▸ Blok Teks:
━━━━━━━━━━━━━━━━━━━━

Senin, 23 Agustus 2010

KEISTIMEWAAN IBADAH

Maka apakah kamu mengira bahwa sesungguhnya kami menciptakan kamu secara main-main (saja), dan bahwa kamu tidak akan dikembalikan kepada kami? (QS. al-Mukminun 115).

Ada dua tujuan besar dari penciptaan manusia, pertama, sebagai khalifah di muka bumi (QS. 2:30) dan kedua untuk beribadah kepada Allah (QS. 51-56 ). Makna ibadah dalam Islam amat luas, Ibnu Taimiyah menjalaskan, “Ibadah ialah segala amalan-amalan lahir maupun batin yang diridhai Allah.” Dengan begitu, ibadah dalam Islam meliputi banyak unsur, baik ibadah formal maupun di luar. Landasan yang kokoh menjadikan ibadah memiliki karakteristik dan keistemewaan khusus. Landasan-landasan tersebut adalah:

Pertama, ibadah dalam Islam dibangun atas cinta dan rindu kepada Allah swt.Dalam konsep ketuhanan yang diakui bangsa Yunani, digambarkan sebuah perseteruan antara Tuhan kebaikan (Ilah al-khair) dan Tuhan keburukan (Ilah al-syar). Masing-masing memiliki senjata, sementara manusia berada dalam posisi yang lemah, tunduk pada perlakuan kedua tuhan itu tanpa memiliki senjata. Dengan keyakinan seperti itu, menyembah kepada Tuhan hanyalah upaya menghilangkan rasa khawatir akan turunnya murka Tuhan yang bisa datang setiap saat. Ibadah seperti ini bukanlah sesuatu yang menyenangkan, apalagi mengenalkan manusia kepada yang menciptakan.

Sedang ibadah dalam Islam dibangun atas dasar kecintaan seorang hamba kepada rabbnya, tanpa paksaan dan kebencian. Sikap ini dicontohkan Nabiyulah Zakaria yang tunduk dan khusuk kepada Allah swt. sehingga permohonanya pun dikabulkan oleh Allah. “Sesungguhnya mereka adalah orang-orang yang bersegera dalam (mengerjakan) perbuatan-perbuatan yang baik dan mereka berdoa kepada kami dengan harap dan cemas. Dan mereka adalah orang-orang yang khusuk kepada kami (QS. al-Anbiya’ : 90).

━━━━━━━━━━━━━━━━━━━━

▸ Baris Data Tersimpan:

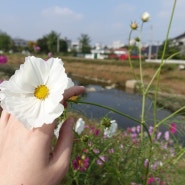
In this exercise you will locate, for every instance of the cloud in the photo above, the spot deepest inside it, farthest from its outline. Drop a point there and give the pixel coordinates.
(61, 12)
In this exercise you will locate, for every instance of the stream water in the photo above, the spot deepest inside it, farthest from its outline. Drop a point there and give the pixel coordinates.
(128, 103)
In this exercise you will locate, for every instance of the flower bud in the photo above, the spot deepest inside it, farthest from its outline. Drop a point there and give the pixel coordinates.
(134, 26)
(145, 17)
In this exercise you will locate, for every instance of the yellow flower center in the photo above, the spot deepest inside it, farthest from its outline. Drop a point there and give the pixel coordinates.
(41, 92)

━━━━━━━━━━━━━━━━━━━━

▸ Tugas yang Diselesaikan: Menurut teks tentang keistimewaan ibadah, apa dua tujuan besar penciptaan manusia? Gunakan teks saja sebagai satu-satunya sumber jawaban.

▸ Penyelesaian Tugas: Sebagai khalifah di muka bumi dan untuk beribadah kepada Allah.